◆ Objective ◆
Print, exactly and completely, every entry in the data.

(Dataset rows)
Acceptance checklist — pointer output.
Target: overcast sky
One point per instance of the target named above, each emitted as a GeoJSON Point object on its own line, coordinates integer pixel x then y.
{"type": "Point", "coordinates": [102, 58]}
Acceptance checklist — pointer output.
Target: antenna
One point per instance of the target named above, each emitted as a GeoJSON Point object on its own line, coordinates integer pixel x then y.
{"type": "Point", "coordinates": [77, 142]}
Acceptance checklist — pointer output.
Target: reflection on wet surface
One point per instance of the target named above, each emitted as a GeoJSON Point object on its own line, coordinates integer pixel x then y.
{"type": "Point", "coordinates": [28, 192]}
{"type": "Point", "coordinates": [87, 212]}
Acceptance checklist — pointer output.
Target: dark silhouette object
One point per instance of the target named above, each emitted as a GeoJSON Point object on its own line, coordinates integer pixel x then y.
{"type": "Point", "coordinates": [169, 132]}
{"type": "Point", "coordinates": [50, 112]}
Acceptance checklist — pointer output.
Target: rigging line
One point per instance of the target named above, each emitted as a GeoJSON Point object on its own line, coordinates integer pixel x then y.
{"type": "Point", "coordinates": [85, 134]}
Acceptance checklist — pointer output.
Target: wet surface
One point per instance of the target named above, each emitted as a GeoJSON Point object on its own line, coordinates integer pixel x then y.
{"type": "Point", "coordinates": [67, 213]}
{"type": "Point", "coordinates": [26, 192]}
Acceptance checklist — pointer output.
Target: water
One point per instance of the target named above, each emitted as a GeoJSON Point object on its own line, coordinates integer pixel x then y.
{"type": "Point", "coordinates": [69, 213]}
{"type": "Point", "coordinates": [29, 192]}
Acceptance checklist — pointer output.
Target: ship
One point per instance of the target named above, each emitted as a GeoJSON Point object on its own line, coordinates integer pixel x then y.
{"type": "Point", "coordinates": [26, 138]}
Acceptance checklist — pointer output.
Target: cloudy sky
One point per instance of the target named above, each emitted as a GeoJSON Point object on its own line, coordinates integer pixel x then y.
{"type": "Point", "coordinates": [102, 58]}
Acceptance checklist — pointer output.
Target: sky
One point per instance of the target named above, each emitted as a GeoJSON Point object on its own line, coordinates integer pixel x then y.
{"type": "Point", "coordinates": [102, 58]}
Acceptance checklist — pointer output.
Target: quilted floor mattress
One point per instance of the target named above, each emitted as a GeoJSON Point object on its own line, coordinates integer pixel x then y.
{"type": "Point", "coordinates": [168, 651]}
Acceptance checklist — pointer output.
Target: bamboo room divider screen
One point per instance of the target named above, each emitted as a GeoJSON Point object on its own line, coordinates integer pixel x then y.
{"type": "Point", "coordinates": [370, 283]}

◆ Written reply ◆
Acceptance checklist — pointer output.
Target: overcast sky
One point per instance of the target named above, each emitted as a GeoJSON Point object on its own line, coordinates integer pixel x then y.
{"type": "Point", "coordinates": [102, 58]}
Acceptance checklist — pointer output.
Target: antenna
One point per instance of the target named above, each emitted as a GeoJSON Point object on its own line, coordinates integer pixel x then y.
{"type": "Point", "coordinates": [77, 142]}
Acceptance checklist — pointer output.
Target: reflection on wet surface
One point per instance of the target named above, each emitted as a GeoJSON Point object on its own line, coordinates integer pixel x then y.
{"type": "Point", "coordinates": [28, 192]}
{"type": "Point", "coordinates": [87, 212]}
Acceptance checklist — pointer output.
Target: dark silhouette object
One point per instance of the target named above, each emitted as a GeoJSON Point object on its own line, coordinates integer pixel x then y.
{"type": "Point", "coordinates": [169, 132]}
{"type": "Point", "coordinates": [50, 112]}
Acceptance checklist — pointer output.
Target: rigging line
One point per instance of the target named above, each emitted as a GeoJSON Point object on its own line, coordinates integer pixel x then y.
{"type": "Point", "coordinates": [85, 134]}
Acceptance checklist — pointer output.
Target: wet surface
One point per instance of the target named above, each emitted as a GeoJSON Point object on its own line, coordinates integer pixel x then y.
{"type": "Point", "coordinates": [67, 213]}
{"type": "Point", "coordinates": [26, 192]}
Acceptance checklist — pointer output.
Target: water
One point per instance of the target named above, each emitted as a GeoJSON Point object on its own line, coordinates integer pixel x then y.
{"type": "Point", "coordinates": [69, 213]}
{"type": "Point", "coordinates": [29, 192]}
Acceptance checklist — pointer output.
Target: ship
One point per instance of the target named above, each emitted as a GeoJSON Point object on its own line, coordinates integer pixel x then y.
{"type": "Point", "coordinates": [26, 138]}
Acceptance checklist — pointer output.
Target: cloudy sky
One point per instance of the target named above, each emitted as a GeoJSON Point object on its own line, coordinates integer pixel x then y.
{"type": "Point", "coordinates": [102, 58]}
Acceptance checklist — pointer output.
Target: sky
One point per instance of the target named above, each emitted as a GeoJSON Point object on its own line, coordinates integer pixel x then y.
{"type": "Point", "coordinates": [102, 58]}
Acceptance checklist — pointer output.
Target: quilted floor mattress
One point per instance of the target named above, each emitted as a GeoJSON Point object on its own line, coordinates integer pixel x then y.
{"type": "Point", "coordinates": [168, 651]}
Acceptance checklist — pointer output.
Target: bamboo room divider screen
One point per instance of the target named above, each emitted as a GeoJSON Point object on its own line, coordinates integer pixel x then y.
{"type": "Point", "coordinates": [370, 283]}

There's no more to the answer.